▶ [What you should do] Copy the lines below without changing anything. Begin with the very first line and stop after the line that contains "167,58,171,66".

▶ [Material provided]
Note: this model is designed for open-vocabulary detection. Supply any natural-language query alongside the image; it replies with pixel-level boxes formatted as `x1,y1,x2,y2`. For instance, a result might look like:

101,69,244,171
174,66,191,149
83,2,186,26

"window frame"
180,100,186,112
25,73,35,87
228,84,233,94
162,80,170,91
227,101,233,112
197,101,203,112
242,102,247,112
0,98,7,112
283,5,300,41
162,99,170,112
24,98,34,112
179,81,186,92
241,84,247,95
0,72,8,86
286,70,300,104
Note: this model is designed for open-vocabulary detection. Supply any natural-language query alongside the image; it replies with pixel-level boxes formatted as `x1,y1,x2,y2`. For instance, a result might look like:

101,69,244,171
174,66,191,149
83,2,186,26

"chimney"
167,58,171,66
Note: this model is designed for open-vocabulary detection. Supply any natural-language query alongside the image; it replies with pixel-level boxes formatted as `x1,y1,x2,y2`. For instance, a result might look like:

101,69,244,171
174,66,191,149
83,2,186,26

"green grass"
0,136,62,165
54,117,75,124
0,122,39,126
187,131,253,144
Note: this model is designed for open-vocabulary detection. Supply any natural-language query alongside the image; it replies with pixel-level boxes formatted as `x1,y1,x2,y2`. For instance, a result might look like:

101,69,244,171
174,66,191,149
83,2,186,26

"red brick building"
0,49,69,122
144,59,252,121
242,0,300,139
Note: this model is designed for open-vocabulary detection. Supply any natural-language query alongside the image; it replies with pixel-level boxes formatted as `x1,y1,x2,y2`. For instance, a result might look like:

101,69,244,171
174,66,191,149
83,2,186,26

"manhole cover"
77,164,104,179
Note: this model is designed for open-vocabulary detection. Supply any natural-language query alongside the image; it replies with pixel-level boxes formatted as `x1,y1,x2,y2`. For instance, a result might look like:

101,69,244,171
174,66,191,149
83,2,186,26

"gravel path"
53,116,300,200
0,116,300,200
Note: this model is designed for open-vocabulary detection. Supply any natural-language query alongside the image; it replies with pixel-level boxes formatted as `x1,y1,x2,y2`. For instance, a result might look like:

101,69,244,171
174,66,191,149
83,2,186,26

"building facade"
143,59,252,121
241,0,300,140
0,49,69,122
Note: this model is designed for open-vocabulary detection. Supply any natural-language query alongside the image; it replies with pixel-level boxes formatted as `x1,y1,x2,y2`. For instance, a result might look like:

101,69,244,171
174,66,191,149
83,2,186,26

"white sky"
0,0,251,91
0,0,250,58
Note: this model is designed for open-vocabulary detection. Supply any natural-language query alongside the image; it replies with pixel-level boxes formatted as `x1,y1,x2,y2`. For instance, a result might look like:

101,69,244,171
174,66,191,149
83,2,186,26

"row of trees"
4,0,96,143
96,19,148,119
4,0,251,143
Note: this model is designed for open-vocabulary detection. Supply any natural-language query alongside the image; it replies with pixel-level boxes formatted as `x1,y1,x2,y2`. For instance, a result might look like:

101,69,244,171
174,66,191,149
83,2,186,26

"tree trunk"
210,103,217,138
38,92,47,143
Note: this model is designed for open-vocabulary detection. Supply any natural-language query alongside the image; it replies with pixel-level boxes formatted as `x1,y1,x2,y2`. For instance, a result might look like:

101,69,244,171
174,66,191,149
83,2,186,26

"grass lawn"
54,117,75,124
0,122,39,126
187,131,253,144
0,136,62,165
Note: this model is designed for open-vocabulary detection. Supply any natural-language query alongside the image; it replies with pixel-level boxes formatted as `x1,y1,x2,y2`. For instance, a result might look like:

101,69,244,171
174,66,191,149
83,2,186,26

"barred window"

▶ [Reply]
Note: this model is designed for open-vocabulary detection. Supply any natural-language query alongside the image; it replies with pixel-level boxes formatted as `x1,y1,x2,y2`. For instance, a result might look like:

101,69,244,171
174,66,191,149
83,2,186,26

"window frame"
180,100,186,112
25,73,35,87
228,84,233,94
162,80,170,91
227,101,233,112
197,101,203,112
242,102,247,112
0,98,7,112
283,5,300,41
162,99,170,112
24,98,34,112
179,81,186,92
241,84,247,95
0,72,8,86
286,70,300,104
Note: this model is designed for open-vocabulary detection. Supply any natural-language query alongside the image; it replies with pixel-level boxes formatted as `x1,y1,x2,y2`. For instance, a result might look like:

101,69,244,171
174,66,191,149
83,2,186,26

"chimney"
167,58,171,66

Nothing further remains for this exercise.